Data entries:
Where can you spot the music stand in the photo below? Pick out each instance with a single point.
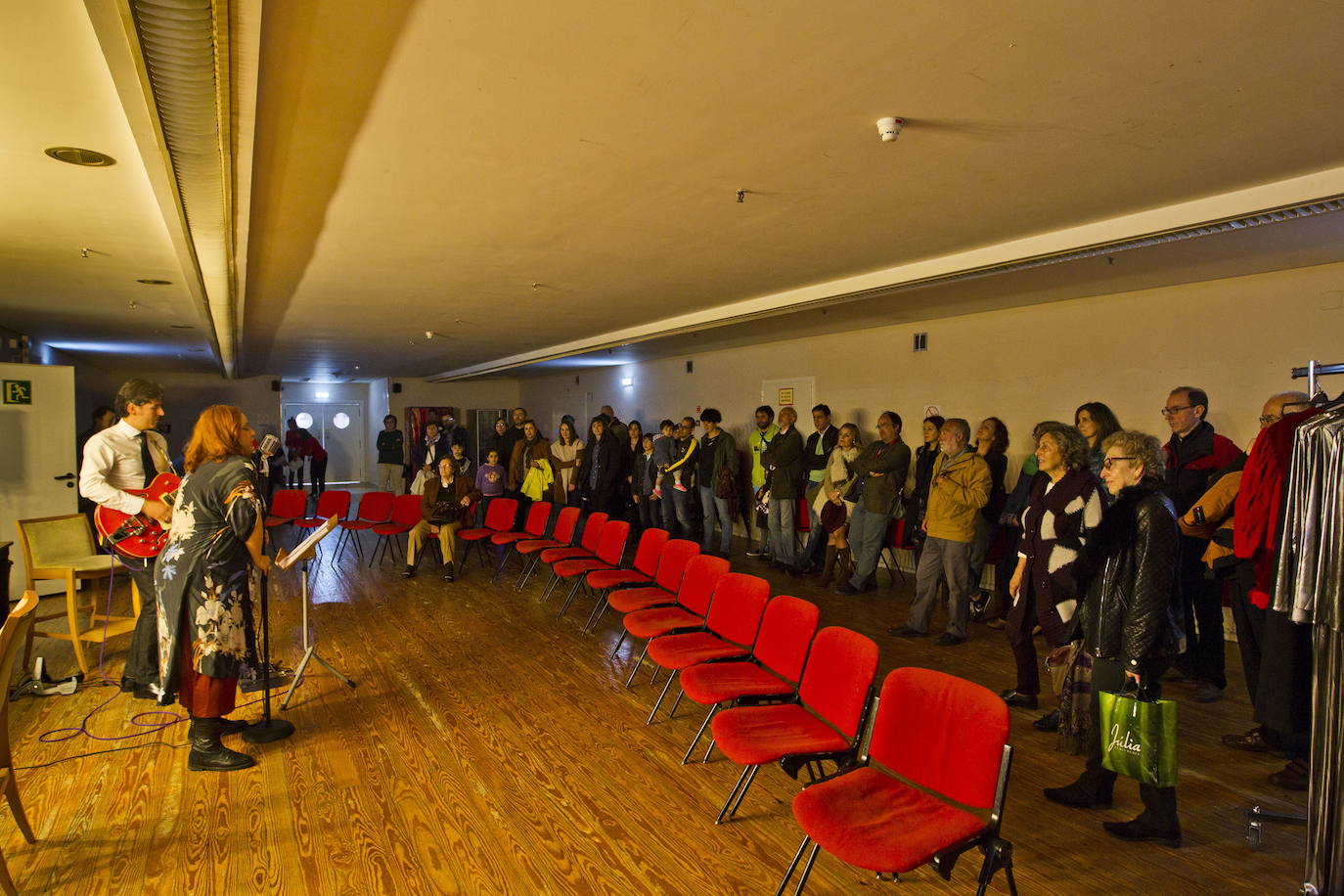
(302, 554)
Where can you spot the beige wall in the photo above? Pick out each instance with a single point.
(1235, 337)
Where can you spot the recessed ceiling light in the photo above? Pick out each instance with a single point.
(75, 156)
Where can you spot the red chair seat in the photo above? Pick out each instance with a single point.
(632, 600)
(654, 621)
(570, 568)
(611, 578)
(686, 650)
(718, 681)
(759, 735)
(874, 821)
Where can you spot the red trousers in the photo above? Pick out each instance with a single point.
(203, 696)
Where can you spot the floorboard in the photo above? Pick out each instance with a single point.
(493, 748)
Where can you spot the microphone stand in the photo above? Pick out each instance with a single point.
(268, 729)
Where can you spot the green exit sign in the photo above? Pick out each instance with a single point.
(18, 391)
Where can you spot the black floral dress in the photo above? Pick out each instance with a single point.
(202, 574)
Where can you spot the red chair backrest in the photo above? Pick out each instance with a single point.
(736, 611)
(406, 510)
(536, 517)
(333, 504)
(376, 507)
(701, 574)
(564, 525)
(672, 561)
(593, 532)
(290, 503)
(502, 514)
(647, 555)
(941, 733)
(785, 634)
(837, 677)
(610, 547)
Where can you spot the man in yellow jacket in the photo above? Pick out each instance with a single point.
(959, 489)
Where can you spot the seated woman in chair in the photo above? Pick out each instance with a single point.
(442, 512)
(201, 580)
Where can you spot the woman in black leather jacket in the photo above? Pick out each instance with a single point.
(1131, 618)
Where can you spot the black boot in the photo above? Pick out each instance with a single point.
(207, 754)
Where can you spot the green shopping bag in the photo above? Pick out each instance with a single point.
(1139, 737)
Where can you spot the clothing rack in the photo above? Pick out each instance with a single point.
(1328, 680)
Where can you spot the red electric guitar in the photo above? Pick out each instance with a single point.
(137, 536)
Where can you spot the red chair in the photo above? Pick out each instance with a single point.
(563, 535)
(499, 517)
(895, 542)
(693, 602)
(287, 506)
(640, 571)
(822, 726)
(672, 561)
(405, 517)
(946, 737)
(769, 675)
(585, 548)
(374, 507)
(610, 548)
(730, 632)
(534, 527)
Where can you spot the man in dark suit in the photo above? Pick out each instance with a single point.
(783, 461)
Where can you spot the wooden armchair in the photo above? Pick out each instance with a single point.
(15, 629)
(62, 548)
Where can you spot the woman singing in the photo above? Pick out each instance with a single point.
(202, 583)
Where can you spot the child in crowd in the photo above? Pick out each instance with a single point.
(489, 475)
(664, 456)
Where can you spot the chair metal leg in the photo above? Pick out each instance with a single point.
(671, 679)
(739, 791)
(704, 724)
(637, 664)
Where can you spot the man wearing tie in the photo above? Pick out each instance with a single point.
(129, 454)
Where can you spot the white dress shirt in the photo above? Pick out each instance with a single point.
(112, 464)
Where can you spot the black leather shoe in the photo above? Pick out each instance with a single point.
(1251, 741)
(1020, 700)
(1050, 722)
(1140, 830)
(1075, 797)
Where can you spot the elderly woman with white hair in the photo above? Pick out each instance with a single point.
(1063, 507)
(1131, 618)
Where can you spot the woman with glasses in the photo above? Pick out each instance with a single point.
(1063, 508)
(1096, 422)
(1129, 619)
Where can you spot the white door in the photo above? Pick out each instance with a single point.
(38, 471)
(340, 428)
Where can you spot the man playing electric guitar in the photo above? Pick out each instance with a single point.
(129, 454)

Directions for this task: Hand back the data above exactly, with no images.

Output below:
Where can you spot the music stand in the photo below? Pick out each instance with a single point.
(302, 554)
Where can you spot the beige wall in the photo above? Pick out each instance with a single point.
(1235, 337)
Where can you spot the recessed ceiling light in the photo above? Pick out each instance with a single point.
(75, 156)
Where can you spot the red chair seat in the photo above? Pick out each instance with a single point.
(632, 600)
(654, 621)
(570, 568)
(611, 578)
(686, 650)
(718, 681)
(759, 735)
(874, 821)
Where can you spot the red trousers in the photo above? Pick out each instance with a single point.
(203, 696)
Where can you spot the floorboard in the photo above? Pick out each instance with a single point.
(493, 748)
Where can you spot the microphone stand in the photo above? Pick out each instance with a single point.
(268, 729)
Where can you spot the green exit sign in the photo above? Pick out each instance with a single point.
(18, 391)
Where can you spot the black floral dress in the photo above? Pick out each instance with a single point.
(202, 574)
Where can you spot the red chair backrest in the photo above? Pick out each instance with a single point.
(736, 611)
(406, 510)
(536, 517)
(333, 504)
(376, 507)
(701, 574)
(564, 525)
(672, 561)
(593, 532)
(290, 503)
(502, 514)
(647, 555)
(941, 733)
(785, 634)
(837, 677)
(610, 547)
Where can you spot the man in yellow jacket in the photo above? Pick out each instance with a single point.
(959, 489)
Where can you spot the seated woman in chair in the photo above? Pick out each instance with a single point.
(442, 512)
(201, 580)
Where can you spot the woman in black leather jacket in the photo above? Pick out each instance with a single point.
(1131, 618)
Where can you spot the black boot in the photo above? Pick out each instance with a single point.
(207, 754)
Where can you spot the green shopping bag in the photo above? Pick out each instance with a single point.
(1139, 737)
Where can you spot the clothing rack in the photo above? Pick out each instance with a single point.
(1328, 680)
Where can you spot the red electric guitar in the photo above? Pick out each instance with a single point.
(137, 536)
Where can you spot the red chair in the photo above? Pick out each instance with a single point.
(563, 535)
(499, 517)
(895, 542)
(693, 602)
(287, 506)
(640, 571)
(822, 726)
(672, 561)
(405, 517)
(946, 737)
(769, 675)
(585, 548)
(374, 507)
(610, 548)
(730, 632)
(534, 527)
Where can you spot the man in dark suit in the photo above? Pick out each instance with a single point.
(783, 461)
Where can you spot the wooden armchair in the photo above? Pick out each instance with a single point.
(15, 629)
(62, 548)
Where can you spot the woman singing in the photo above? Pick out each instance with a single point.
(202, 583)
Where can you spot the child in crowd in the photo above? Pick out each instance with a single point.
(489, 475)
(664, 456)
Where can you spot the chair metal leg in the photo above? Pick out each instance with a single point.
(671, 679)
(739, 791)
(704, 724)
(637, 664)
Where can you spot the man wearing tie in the photo above? Pick out each instance with a single point.
(129, 454)
Where can you spot the white dress shirt in the photo above? Pick out each instance with a single point.
(112, 464)
Where can you spot the black leather shoe in the photo above? Pick out each instance with a single point.
(1251, 741)
(1020, 700)
(1050, 722)
(1140, 830)
(1075, 797)
Where can you spot the elderly woman with white hair in the photo above? Pick out each instance with a single point.
(1063, 507)
(1131, 618)
Where can you spot the woman with glasses in the photo above? Pick out each instance with a single point.
(1063, 508)
(1096, 422)
(1129, 619)
Where can you spot the white door in the photo above? Pick out each instance with a single point.
(38, 471)
(340, 428)
Where can you spot the man playing electric guitar in the photo above? Pick out each instance with a single point.
(129, 454)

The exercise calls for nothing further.